# [PROBLEM DETAILS]
Which of the rows below contain the string "lamp", with case counting? Copy each of those rows in full.
===== SUPPLIED DATA
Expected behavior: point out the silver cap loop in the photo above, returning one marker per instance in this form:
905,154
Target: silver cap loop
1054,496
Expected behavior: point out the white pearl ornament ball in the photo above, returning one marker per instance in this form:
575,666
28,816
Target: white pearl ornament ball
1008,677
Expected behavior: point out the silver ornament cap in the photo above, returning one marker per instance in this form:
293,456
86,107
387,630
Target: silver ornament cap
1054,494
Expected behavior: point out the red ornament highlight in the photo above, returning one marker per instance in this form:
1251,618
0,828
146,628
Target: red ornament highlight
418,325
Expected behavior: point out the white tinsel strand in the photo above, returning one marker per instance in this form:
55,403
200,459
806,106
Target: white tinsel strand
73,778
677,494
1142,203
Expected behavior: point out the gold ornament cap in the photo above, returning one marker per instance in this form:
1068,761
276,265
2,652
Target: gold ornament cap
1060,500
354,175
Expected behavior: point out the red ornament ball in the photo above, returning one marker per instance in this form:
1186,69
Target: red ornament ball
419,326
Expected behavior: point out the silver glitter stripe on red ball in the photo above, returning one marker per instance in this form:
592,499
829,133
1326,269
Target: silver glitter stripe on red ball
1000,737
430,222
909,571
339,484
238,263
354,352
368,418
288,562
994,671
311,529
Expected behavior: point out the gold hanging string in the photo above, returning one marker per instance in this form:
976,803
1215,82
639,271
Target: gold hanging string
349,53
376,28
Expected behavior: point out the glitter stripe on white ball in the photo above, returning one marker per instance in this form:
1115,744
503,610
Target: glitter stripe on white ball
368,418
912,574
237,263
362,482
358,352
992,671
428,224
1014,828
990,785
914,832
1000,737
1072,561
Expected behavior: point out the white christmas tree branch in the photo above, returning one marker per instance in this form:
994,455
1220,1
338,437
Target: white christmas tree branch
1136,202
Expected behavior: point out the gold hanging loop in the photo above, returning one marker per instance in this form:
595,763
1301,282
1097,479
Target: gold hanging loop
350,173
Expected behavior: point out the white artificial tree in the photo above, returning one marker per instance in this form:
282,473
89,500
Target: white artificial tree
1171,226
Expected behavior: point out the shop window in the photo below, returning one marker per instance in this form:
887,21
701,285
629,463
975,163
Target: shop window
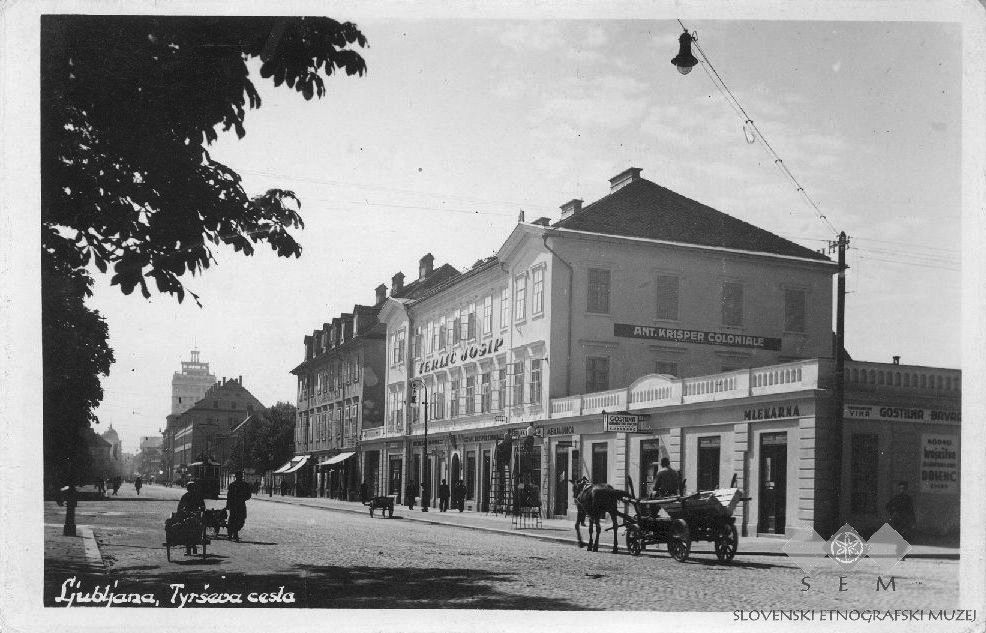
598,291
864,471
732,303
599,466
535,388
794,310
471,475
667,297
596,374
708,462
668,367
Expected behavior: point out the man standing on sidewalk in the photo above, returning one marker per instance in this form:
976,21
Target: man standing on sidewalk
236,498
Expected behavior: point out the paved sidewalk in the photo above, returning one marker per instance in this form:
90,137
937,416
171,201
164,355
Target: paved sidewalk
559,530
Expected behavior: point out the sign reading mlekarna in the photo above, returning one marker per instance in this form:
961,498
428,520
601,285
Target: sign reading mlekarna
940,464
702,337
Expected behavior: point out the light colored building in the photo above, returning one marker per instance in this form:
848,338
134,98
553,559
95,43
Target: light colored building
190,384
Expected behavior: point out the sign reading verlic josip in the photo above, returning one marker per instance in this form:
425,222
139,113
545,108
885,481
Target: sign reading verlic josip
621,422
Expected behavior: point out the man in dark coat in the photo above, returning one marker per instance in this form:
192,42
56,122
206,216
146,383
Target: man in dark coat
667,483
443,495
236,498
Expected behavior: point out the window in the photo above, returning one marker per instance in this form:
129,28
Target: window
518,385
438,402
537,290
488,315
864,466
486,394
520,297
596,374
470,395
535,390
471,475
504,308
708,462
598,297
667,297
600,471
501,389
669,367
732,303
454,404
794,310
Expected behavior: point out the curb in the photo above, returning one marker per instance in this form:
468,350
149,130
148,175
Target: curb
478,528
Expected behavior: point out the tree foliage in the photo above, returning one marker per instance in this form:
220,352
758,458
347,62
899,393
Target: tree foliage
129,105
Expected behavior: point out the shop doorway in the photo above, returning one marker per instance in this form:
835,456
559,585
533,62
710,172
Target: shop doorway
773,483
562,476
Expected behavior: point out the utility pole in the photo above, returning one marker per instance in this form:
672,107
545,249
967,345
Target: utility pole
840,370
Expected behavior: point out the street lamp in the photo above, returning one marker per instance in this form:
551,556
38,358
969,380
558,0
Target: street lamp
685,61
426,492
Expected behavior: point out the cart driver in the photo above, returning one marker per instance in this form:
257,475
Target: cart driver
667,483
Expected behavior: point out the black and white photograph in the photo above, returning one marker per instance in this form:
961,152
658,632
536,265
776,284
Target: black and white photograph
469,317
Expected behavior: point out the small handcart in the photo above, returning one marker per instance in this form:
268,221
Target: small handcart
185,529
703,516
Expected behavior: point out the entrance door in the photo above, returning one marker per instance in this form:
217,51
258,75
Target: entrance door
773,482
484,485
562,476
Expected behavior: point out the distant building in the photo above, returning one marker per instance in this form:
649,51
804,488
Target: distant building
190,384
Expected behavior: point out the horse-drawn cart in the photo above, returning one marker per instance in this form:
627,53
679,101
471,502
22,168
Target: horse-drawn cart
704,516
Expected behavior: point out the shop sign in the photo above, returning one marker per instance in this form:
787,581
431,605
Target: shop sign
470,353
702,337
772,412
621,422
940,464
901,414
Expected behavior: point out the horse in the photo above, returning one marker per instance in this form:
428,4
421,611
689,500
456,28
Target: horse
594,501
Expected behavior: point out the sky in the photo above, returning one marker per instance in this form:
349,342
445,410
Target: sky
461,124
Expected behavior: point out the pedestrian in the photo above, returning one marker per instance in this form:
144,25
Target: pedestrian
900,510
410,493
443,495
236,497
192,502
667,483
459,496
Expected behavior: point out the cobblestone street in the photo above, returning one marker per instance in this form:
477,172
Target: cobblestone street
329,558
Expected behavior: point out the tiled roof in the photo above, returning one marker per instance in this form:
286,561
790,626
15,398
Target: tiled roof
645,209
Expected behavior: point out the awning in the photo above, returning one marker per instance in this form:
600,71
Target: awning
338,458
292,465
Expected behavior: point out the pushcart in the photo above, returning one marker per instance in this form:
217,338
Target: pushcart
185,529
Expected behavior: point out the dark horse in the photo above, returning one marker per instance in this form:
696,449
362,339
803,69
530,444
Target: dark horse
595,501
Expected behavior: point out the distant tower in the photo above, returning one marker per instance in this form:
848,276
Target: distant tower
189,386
==========
===== SUPPLIED DATA
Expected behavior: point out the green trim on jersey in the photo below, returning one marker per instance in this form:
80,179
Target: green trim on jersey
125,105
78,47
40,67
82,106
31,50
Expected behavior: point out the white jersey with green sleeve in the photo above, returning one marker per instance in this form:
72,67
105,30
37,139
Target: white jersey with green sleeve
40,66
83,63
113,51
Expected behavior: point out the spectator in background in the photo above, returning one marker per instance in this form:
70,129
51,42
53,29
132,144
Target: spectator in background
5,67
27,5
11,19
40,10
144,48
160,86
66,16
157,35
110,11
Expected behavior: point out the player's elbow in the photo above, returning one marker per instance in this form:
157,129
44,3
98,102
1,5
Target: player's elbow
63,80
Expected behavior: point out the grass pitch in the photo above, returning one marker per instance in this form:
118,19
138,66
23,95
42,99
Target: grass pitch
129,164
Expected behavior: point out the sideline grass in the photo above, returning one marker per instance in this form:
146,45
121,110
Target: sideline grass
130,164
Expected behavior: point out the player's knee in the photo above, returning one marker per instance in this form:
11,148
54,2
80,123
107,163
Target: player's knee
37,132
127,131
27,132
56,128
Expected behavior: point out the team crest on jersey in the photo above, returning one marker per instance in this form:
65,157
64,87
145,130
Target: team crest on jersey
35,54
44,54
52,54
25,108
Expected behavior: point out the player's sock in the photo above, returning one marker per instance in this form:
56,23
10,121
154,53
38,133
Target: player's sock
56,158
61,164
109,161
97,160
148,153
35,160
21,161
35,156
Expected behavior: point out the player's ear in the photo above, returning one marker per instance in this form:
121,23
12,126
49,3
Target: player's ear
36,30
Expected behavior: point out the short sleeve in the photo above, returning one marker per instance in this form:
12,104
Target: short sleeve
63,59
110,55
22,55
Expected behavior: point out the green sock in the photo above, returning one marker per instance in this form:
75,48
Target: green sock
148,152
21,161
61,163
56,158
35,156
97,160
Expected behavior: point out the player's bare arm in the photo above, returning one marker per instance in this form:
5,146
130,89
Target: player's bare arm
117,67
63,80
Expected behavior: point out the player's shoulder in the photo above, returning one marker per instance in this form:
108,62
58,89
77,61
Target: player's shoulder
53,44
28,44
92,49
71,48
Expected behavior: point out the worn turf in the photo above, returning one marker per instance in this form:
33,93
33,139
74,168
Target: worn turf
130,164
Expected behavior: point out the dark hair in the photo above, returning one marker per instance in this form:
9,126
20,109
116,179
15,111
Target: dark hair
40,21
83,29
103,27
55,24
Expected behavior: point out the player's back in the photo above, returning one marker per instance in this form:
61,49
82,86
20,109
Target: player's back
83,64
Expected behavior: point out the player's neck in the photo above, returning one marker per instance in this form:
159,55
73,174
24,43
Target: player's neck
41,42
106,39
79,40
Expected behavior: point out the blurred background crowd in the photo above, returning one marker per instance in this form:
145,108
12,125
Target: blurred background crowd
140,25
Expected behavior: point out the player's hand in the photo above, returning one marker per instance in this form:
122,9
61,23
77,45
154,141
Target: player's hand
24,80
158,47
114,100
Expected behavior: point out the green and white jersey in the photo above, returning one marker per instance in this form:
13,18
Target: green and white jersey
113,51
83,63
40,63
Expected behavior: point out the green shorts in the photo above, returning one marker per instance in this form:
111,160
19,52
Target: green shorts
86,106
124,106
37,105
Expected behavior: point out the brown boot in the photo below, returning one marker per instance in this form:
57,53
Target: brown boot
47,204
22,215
==========
# [COMPLETE RESPONSE]
Expected behavior: point out the street lamp in the photo above, returning one marker per instance in this form:
Target: street lamp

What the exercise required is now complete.